PROMPT: The full text of the records below, minus any pictures, should be given back word for word.

RAW DATA:
==========

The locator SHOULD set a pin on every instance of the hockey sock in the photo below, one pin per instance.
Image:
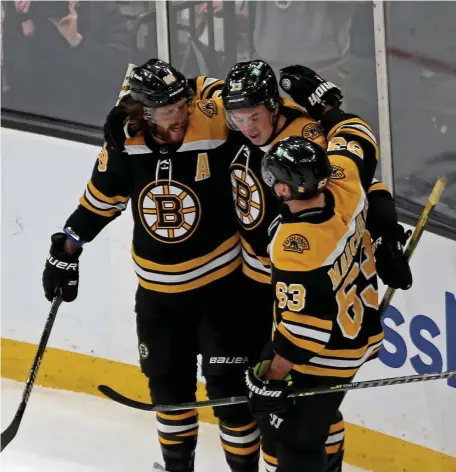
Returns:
(335, 445)
(241, 444)
(270, 462)
(178, 435)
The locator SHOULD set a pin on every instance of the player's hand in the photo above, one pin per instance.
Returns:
(266, 397)
(310, 90)
(61, 272)
(116, 129)
(390, 262)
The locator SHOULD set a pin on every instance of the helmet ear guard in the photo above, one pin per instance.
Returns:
(156, 84)
(249, 84)
(301, 164)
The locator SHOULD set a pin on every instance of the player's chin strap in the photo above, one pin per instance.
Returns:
(433, 200)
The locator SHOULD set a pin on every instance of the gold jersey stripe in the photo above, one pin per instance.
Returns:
(308, 320)
(264, 260)
(352, 353)
(311, 346)
(324, 372)
(253, 274)
(106, 213)
(103, 198)
(271, 460)
(354, 131)
(355, 121)
(196, 283)
(187, 265)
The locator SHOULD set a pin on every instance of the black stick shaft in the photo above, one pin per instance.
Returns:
(113, 395)
(10, 432)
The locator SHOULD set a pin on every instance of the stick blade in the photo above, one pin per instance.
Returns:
(9, 434)
(437, 191)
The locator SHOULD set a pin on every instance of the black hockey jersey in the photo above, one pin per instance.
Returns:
(185, 230)
(255, 205)
(323, 272)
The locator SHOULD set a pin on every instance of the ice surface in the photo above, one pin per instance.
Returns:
(68, 432)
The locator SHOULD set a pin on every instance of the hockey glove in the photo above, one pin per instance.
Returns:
(115, 126)
(113, 129)
(267, 399)
(61, 270)
(309, 90)
(390, 261)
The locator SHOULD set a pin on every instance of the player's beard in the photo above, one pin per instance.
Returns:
(173, 134)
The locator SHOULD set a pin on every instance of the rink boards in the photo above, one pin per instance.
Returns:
(399, 428)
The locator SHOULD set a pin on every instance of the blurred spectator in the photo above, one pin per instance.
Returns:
(334, 38)
(422, 80)
(64, 59)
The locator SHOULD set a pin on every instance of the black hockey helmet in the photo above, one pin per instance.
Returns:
(156, 84)
(249, 84)
(298, 162)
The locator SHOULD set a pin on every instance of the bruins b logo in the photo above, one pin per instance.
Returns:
(296, 243)
(208, 107)
(169, 210)
(247, 195)
(337, 172)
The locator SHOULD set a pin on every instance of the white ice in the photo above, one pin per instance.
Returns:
(68, 432)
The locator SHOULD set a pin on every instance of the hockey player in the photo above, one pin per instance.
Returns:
(260, 117)
(186, 254)
(326, 322)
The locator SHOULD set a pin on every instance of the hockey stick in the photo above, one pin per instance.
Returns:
(113, 395)
(433, 200)
(10, 432)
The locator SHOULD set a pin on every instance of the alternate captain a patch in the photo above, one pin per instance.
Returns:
(296, 243)
(208, 107)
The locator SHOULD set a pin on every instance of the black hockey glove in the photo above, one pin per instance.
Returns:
(267, 399)
(114, 127)
(310, 90)
(390, 262)
(61, 270)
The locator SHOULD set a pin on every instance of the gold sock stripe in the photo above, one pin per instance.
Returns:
(270, 460)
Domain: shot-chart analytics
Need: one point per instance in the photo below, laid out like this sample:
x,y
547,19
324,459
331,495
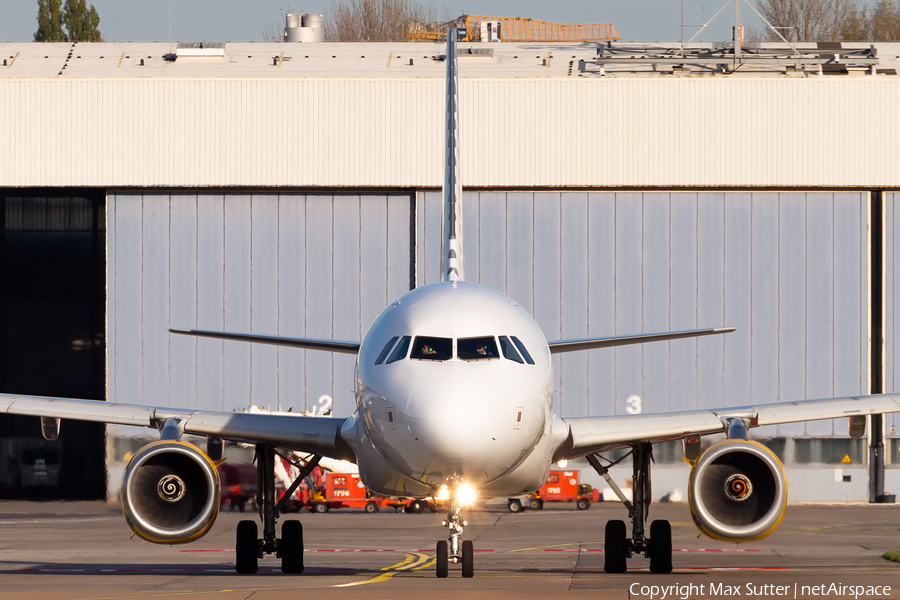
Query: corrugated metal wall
x,y
520,133
317,266
891,302
789,270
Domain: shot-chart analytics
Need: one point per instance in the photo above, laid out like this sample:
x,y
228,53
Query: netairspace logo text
x,y
690,590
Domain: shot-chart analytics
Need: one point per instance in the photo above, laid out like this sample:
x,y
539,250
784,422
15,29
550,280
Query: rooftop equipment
x,y
304,28
475,28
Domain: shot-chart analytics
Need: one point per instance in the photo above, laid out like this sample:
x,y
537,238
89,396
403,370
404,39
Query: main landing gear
x,y
289,548
454,549
618,548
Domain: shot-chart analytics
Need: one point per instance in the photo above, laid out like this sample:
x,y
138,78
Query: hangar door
x,y
293,265
789,270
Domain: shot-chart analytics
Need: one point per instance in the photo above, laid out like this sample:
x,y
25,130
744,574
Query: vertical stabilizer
x,y
451,226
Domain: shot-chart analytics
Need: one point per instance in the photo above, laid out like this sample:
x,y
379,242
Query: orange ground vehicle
x,y
561,486
345,490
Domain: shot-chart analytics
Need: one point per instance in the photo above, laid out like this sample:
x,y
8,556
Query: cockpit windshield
x,y
429,348
399,352
476,348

==========

OUTPUT:
The locator SHOULD set a pin on every instance of the hockey sock in the photo below, one pin per instance.
Image:
Returns:
(335, 445)
(241, 444)
(270, 462)
(178, 435)
The locator SHOULD set a pin on every instance of the player's hand in the photo above, one pin per instance.
Returns:
(266, 397)
(310, 90)
(61, 272)
(116, 129)
(390, 262)
The locator SHOULD set a pin on every instance of the helmet ear guard in the photo above, one pin per instance.
Returns:
(156, 84)
(249, 84)
(301, 164)
The locator SHOULD set a pin on every instance of the player's chin strap in the photo above, one pin per instance.
Returns:
(433, 200)
The locator SHOULD set a pin on every instance of the gold jersey stripe in the photo above, one pin per instance.
Returns:
(308, 320)
(264, 260)
(352, 353)
(311, 346)
(324, 372)
(253, 274)
(106, 213)
(103, 198)
(271, 460)
(354, 131)
(355, 121)
(196, 283)
(187, 265)
The locator SHOULD set a pin on every instance of the black stick shaft in the photo above, one pin per instance.
Returns:
(113, 395)
(10, 432)
The locator SHOULD set a pin on every instance of the stick blade in the photo above, one pin per instance.
Returns:
(9, 434)
(437, 191)
The locator SHOULD set a pin on every instance of the black hockey jersey in the photo above, one pin per instance.
Returns:
(185, 230)
(255, 205)
(323, 272)
The locator SHOULD set a pin on every instance of the ice surface in the photo above, one pin per instance.
Returns:
(68, 432)
The locator SHOULD set a pin on every instance of the hockey glove in the photo above, one pin per instance.
Returns:
(115, 126)
(113, 129)
(267, 399)
(61, 270)
(309, 90)
(390, 261)
The locator SHOULD set a pin on every instance of the player's beard in the photo above, one pin per instance.
Returns:
(173, 134)
The locator SHOULD set a pin on every instance of the rink boards in the photo above, one pin per instance.
Returns:
(399, 428)
The locator SHOULD set a pin on every instance of the blurred spectator in the photo above, one pin per instance.
Returns:
(334, 38)
(422, 80)
(64, 59)
The locator SHOULD set a pin on every instance of the black hockey helmet in the photo above, one pin per instance.
Returns:
(156, 84)
(249, 84)
(298, 162)
The locator SHOULD set a pin on every instance of the bruins b logo in the photo above, one pin per instance.
Returns:
(296, 243)
(208, 107)
(169, 210)
(247, 195)
(337, 172)
The locator SHOULD set a pin on every instance of the white ice in the photo above, one pin per instance.
Returns:
(68, 432)
The locator SHOULD set a pin on every instance of the hockey player in the photo above, one pin per instance.
Returns:
(260, 117)
(186, 254)
(326, 322)
The locator SHOULD set a pin on every instance of the hockey stick in the photo above, one pin per instance.
Returns:
(113, 395)
(433, 200)
(10, 432)
The locator SHOULD set a pin on every instance of the alternate captain a patch in the photo above, one pin per instance.
Returns:
(296, 243)
(208, 107)
The locator SHOULD set a pin on every instance of the black hockey glove in the photo above, one pin per instance.
Returns:
(267, 399)
(114, 127)
(310, 90)
(390, 262)
(61, 270)
The locator SHOULD set a pin on every instance of the gold sock stripe in the photo above, one pin per instance.
Returns:
(270, 460)
Domain: shot-chart analytics
Need: one point per instance in the photo below, laid out like this sample:
x,y
547,19
324,459
331,495
Query: corrugated metal wall
x,y
520,133
317,266
891,302
789,270
Domain: shot-chart analytics
Need: one point per instance in the photo above, laid out like this sample:
x,y
228,53
Query: netairspace logo text
x,y
690,590
Domain: shot-chart analytics
Need: one point per instance in the photo above, laid out like this sample:
x,y
539,250
784,422
15,29
550,280
Query: rooftop equipment
x,y
304,28
475,28
Domain: shot-chart analytics
Need: one point per instance in the photo above, laid out like this sample:
x,y
537,238
89,396
403,370
404,39
Query: main landing gear
x,y
289,548
454,549
618,548
Domain: shot-chart analytics
Need: one point per instance in the photo above, laid out like this sample:
x,y
138,78
Query: hangar door
x,y
293,265
789,270
Domain: shot-chart analytics
Need: one point per instance in the photo above, laid out like this sample:
x,y
25,130
744,574
Query: vertical stabilizer
x,y
451,226
Domain: shot-chart analytics
Need: one point per instance in the photo above, laid out like this sample:
x,y
379,242
Query: orange ground vehicle
x,y
561,486
345,490
Domain: shot-chart analytics
Need: one point per instance in the photo above, laid out like this sample:
x,y
8,556
Query: cockpit windshield
x,y
429,348
399,352
476,348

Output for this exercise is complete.